## Objective
Reproduce every line of the listing below, requests included, and add 144 to each coordinate in the answers.

[START]

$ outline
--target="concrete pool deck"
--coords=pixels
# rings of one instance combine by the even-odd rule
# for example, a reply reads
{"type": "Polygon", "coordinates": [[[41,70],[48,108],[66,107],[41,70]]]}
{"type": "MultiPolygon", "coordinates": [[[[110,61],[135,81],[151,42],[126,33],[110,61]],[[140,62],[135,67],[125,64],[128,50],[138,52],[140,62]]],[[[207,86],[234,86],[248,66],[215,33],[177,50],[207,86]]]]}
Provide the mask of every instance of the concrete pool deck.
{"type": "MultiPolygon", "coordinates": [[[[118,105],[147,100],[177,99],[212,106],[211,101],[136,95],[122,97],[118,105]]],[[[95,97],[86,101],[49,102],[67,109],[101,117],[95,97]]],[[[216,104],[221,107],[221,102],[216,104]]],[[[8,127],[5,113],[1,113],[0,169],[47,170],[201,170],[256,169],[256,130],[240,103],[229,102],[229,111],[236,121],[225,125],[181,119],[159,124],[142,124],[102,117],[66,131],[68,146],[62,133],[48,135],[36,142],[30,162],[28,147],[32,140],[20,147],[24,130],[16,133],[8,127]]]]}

[END]

## Full answer
$ outline
--target="concrete pool deck"
--coords=pixels
# rings of one instance combine by the even-odd rule
# for example, a reply reads
{"type": "Polygon", "coordinates": [[[41,70],[48,108],[66,107],[41,70]]]}
{"type": "MultiPolygon", "coordinates": [[[[110,61],[135,81],[151,42],[126,33],[110,61]],[[140,62],[135,67],[125,64],[128,50],[138,52],[140,62]]],[[[207,86],[234,86],[248,66],[215,33],[177,50],[207,86]]]]}
Provide the mask of every instance of the concrete pool deck.
{"type": "MultiPolygon", "coordinates": [[[[262,249],[291,244],[321,243],[356,250],[355,245],[280,239],[266,241],[262,249]]],[[[239,241],[230,245],[193,246],[211,253],[245,261],[239,241]]],[[[360,248],[365,251],[365,246],[360,248]]],[[[152,271],[149,257],[145,257],[144,313],[191,314],[345,314],[400,313],[400,274],[384,247],[373,246],[373,255],[380,265],[369,269],[325,263],[303,268],[286,268],[246,261],[210,275],[212,290],[206,277],[192,279],[180,286],[174,306],[172,291],[176,284],[164,291],[168,274],[160,277],[152,271]]]]}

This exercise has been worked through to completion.